PASSAGE SHOWN —
Diffraction of ultrashort femtosecond pulse by VHG has been studied for many years. Theoretical and experimental studies were first done by Y. Ding and A. M. Weiner. They studied the diffraction in spectral domain and demonstrated that the diffraction bandwidth can be controlled by period and thickness of the VHG [21]. Later, X. Yan et al. [22, 23] systematically studied the influence of grating parameters on the temporal and spectral diffraction intensity of transmitted VHG. Wang et al. [24] further studied the ultrashort pulse shaping properties of VHGs recorded in anisotropic media. Hernández-Garay et al. [25] deduced the bandwidth of the VHG from the diffraction efficiency equation, then studied femtosecond spectral pulse shaping by four different bandwidth VHGs recorded in photopolymerizable glasses. With the development of PTR glass, Siiman et al. [26] experimentally studied the diffraction of ultrashort pulse by transmitted VHG recorded on PTR glass. Except for diffraction by single layer VHG, diffraction of ultrashort pulse by two- or multi-layer VHG are also discussed. A. Yan et al. [27, 28] studied the diffraction spectral intensity as a function of grating parameters in transmitted and reflective multi-layer VHGs. X. Yan et al. [29] generated temporal femtosecond dual pulses in transmitted two-layer VHG, and demonstrated that the pulse interval can be modulated by the buffer layer thickness. They explained that the generation of dual pulses was due to coherent superposition of two diffracted pulses coming from two grating layers, and the variable pulse interval was due to the phase shift provided by the buffer layer.

AIM — Extend the passage on ultrashort pulse diffraction by volume holographic gratings, starting after its final sentence.

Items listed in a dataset
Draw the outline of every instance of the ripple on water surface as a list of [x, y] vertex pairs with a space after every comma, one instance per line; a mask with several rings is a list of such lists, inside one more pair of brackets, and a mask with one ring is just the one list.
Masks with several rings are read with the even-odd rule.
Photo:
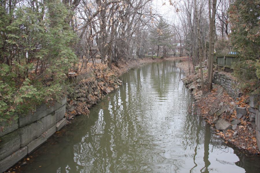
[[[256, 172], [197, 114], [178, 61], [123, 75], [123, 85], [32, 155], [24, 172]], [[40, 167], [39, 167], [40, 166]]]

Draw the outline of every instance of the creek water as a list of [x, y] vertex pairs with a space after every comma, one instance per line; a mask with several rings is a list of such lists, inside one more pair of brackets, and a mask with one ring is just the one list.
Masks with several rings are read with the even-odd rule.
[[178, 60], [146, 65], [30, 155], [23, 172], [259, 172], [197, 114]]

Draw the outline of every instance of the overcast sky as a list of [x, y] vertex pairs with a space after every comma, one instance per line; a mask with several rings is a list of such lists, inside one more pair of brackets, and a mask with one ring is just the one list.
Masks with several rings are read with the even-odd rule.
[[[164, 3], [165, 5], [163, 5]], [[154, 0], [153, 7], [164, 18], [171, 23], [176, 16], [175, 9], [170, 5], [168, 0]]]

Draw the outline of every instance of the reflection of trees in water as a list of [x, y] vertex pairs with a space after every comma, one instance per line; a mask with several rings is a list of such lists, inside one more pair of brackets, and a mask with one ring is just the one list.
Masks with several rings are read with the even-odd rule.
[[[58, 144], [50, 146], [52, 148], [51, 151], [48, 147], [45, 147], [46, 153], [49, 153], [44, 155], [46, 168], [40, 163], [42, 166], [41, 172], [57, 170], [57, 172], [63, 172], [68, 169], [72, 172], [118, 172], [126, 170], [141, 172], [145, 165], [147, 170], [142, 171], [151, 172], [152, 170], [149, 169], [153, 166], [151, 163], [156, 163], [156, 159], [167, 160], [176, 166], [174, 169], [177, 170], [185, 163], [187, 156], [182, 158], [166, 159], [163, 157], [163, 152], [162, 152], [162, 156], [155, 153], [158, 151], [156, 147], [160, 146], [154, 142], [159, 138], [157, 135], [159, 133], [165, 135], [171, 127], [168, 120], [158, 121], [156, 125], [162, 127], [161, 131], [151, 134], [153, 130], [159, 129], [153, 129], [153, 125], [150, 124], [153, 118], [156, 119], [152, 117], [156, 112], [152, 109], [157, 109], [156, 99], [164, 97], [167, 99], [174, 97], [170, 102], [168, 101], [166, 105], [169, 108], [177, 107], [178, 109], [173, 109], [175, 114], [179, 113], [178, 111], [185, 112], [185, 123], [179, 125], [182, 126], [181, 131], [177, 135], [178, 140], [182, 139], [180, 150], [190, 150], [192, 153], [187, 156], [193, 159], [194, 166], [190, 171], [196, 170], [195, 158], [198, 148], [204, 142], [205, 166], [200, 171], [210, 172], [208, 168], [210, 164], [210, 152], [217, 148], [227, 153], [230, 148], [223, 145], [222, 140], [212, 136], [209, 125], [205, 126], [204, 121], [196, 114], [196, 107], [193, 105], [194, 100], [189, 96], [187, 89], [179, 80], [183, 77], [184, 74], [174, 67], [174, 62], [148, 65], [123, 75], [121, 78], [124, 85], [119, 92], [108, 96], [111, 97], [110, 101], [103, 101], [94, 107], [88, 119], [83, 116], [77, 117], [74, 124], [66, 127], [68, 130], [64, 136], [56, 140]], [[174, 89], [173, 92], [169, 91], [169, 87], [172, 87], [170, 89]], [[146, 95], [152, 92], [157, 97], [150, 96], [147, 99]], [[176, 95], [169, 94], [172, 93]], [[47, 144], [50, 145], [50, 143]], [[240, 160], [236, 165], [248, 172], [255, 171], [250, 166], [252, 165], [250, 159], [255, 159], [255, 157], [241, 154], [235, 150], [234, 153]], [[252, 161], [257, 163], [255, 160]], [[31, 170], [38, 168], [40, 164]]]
* * *
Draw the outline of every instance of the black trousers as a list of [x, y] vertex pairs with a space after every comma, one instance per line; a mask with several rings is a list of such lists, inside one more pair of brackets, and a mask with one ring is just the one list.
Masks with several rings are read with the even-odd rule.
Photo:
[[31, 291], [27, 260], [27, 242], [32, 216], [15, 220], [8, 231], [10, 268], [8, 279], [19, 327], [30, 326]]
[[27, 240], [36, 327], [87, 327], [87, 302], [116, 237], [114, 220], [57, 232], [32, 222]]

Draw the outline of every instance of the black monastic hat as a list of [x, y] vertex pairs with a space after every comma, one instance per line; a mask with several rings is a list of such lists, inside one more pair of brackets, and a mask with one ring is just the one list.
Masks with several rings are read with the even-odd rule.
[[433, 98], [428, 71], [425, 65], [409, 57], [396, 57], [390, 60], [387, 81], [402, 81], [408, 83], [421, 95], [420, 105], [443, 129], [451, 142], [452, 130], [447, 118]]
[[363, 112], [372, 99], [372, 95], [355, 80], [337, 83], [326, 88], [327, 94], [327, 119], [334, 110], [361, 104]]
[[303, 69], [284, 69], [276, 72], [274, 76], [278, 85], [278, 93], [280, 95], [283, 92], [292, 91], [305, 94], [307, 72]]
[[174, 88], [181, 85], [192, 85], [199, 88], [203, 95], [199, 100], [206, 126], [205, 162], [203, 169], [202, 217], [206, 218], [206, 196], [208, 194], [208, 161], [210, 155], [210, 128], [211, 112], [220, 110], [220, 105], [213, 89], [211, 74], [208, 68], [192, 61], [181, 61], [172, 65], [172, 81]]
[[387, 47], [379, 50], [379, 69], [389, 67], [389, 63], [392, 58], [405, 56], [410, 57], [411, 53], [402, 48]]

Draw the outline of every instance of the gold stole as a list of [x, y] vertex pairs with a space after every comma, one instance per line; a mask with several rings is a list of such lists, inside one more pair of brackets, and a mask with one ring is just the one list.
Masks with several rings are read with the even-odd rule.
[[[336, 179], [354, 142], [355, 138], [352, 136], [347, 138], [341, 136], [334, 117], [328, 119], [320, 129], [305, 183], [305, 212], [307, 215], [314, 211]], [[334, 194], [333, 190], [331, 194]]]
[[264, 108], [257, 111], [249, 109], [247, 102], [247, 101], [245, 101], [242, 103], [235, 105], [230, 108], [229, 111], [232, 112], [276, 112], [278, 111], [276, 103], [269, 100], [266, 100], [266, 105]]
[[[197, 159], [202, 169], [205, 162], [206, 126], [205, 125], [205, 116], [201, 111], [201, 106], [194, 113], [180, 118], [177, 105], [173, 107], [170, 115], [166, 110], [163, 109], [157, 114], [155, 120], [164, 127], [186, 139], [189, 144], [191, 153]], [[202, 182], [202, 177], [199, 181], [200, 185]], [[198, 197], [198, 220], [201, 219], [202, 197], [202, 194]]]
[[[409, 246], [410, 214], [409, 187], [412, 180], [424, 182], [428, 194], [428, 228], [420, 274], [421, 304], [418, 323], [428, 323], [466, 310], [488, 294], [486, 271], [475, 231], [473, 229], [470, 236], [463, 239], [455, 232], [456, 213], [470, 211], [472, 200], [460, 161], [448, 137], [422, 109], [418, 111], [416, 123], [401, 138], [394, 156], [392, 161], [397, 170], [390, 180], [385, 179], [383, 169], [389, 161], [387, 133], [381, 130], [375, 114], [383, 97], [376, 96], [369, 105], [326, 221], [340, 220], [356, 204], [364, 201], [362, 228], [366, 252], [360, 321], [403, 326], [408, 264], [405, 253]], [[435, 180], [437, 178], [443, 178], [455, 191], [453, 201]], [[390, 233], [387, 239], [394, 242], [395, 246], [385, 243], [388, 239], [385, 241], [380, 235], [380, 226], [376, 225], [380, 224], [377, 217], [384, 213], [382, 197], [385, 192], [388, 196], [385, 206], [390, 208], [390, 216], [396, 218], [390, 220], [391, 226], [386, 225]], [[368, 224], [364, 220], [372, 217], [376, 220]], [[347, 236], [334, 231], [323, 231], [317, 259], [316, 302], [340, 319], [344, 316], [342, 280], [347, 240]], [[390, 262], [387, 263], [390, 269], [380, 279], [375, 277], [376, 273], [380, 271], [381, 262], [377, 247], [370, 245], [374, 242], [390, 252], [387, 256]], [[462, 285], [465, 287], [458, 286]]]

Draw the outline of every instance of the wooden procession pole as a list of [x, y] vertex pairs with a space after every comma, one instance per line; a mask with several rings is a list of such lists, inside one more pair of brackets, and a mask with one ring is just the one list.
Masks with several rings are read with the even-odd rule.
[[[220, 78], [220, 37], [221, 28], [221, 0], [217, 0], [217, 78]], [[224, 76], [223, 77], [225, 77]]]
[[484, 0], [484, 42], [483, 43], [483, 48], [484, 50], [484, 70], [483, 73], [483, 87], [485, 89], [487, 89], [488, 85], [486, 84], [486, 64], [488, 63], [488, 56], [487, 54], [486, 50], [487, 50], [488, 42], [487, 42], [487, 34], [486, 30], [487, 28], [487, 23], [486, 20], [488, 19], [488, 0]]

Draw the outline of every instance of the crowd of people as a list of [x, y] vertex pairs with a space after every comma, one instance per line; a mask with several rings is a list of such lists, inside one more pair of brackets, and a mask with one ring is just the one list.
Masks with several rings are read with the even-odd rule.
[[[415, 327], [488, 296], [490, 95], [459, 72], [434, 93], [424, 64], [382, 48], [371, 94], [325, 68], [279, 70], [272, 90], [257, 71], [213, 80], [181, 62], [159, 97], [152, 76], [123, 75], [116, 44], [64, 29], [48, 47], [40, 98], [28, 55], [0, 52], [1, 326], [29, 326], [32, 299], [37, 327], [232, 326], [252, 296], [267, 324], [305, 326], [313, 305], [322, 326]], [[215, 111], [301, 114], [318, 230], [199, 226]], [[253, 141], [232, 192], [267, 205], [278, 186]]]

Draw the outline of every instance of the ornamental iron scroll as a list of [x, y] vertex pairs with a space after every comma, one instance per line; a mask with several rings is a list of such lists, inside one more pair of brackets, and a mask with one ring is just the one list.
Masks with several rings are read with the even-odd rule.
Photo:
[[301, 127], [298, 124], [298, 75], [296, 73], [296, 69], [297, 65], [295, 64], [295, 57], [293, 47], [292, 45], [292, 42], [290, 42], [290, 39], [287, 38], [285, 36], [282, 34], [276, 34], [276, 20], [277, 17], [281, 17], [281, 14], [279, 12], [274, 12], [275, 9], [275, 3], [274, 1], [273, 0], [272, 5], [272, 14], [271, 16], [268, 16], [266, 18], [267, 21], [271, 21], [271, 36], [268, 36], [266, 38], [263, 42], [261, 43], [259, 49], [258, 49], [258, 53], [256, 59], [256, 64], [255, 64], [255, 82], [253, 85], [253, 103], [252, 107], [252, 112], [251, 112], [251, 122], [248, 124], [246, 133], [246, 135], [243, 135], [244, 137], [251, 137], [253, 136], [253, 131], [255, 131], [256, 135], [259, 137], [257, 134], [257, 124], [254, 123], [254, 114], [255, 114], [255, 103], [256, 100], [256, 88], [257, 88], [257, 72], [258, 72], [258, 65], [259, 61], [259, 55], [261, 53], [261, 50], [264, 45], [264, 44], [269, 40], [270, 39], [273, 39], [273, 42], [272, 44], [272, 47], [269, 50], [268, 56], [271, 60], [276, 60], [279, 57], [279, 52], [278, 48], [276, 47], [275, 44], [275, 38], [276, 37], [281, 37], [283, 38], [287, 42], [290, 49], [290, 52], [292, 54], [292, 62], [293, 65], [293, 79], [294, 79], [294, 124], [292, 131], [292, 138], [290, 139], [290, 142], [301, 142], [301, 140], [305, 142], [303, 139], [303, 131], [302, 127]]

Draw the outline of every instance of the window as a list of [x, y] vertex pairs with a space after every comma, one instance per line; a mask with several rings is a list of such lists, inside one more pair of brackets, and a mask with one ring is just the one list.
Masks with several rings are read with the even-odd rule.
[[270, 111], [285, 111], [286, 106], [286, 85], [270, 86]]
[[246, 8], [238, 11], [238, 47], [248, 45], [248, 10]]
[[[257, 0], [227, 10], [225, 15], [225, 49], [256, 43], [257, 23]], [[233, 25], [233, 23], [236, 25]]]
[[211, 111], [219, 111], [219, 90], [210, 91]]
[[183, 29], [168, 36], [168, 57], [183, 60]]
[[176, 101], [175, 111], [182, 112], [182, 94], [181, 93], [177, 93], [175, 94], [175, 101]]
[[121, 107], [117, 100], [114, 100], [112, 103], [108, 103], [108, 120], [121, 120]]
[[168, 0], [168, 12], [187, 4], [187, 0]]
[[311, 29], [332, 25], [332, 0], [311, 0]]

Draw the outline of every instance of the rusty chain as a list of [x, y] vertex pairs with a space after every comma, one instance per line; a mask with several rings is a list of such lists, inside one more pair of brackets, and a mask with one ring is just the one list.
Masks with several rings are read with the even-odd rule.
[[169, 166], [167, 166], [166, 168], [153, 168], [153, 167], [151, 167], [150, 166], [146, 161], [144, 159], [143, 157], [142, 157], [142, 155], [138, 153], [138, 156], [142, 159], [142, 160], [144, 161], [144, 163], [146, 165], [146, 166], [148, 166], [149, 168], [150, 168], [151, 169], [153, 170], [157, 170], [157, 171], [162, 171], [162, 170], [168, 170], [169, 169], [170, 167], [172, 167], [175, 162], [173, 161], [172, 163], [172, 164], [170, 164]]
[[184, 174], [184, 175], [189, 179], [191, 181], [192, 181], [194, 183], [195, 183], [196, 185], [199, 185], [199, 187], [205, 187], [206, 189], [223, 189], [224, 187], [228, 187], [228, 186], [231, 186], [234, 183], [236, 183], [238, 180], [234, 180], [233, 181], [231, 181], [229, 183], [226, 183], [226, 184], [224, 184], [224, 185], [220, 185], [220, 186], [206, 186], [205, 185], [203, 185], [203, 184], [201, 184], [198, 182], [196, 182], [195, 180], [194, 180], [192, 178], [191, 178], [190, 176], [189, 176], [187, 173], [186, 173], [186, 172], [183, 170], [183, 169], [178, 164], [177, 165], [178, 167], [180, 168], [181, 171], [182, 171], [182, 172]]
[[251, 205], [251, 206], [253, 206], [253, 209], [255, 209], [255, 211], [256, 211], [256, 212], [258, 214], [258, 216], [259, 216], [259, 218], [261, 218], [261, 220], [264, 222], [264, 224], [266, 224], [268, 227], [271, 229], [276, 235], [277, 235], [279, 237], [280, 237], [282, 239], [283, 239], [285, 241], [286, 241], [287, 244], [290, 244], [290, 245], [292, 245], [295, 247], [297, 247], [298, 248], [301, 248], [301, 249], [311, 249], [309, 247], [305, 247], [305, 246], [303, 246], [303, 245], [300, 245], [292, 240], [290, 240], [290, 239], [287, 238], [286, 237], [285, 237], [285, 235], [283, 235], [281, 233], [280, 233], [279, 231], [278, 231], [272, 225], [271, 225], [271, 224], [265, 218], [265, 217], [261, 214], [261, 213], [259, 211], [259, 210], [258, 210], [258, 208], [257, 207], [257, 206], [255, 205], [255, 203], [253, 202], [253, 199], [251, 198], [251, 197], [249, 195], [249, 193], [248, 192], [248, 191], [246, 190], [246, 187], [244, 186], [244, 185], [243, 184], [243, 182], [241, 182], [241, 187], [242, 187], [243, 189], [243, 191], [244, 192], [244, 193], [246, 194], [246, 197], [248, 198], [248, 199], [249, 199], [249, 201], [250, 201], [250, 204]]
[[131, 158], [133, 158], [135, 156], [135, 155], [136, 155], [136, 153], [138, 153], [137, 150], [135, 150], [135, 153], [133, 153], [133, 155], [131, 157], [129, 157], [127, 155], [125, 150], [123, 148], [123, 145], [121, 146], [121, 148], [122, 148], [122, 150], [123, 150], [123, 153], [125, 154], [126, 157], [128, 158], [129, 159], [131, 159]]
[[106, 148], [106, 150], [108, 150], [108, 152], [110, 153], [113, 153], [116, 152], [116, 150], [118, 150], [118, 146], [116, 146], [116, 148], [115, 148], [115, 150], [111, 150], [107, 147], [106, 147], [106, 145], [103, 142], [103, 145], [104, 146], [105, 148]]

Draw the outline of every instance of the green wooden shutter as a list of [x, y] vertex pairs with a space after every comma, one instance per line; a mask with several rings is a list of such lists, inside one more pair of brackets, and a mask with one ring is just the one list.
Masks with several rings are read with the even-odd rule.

OUTPUT FOR THIS TASK —
In this paper, by building the temporal-spatial dynamic images of the diffracted and transmitted pulses, we further study the formation reason of diffracted dual pulses in a transmitted VHG. It is found that in the initial stage of diffraction, the incident femtosecond pulse splits into one transmitted pulse and one diffracted pulse, and energy of the transmitted pulse periodically transfers to the diffracted pulse and vice versa. With an increase in the propagation depth in the VHG, periodical energy oscillation disappears and both the diffracted and transmitted pulses split into two pulses propagating in two different directions. At the output plane of the VHG, transmitted dual pulses and diffracted dual pulses are emitted.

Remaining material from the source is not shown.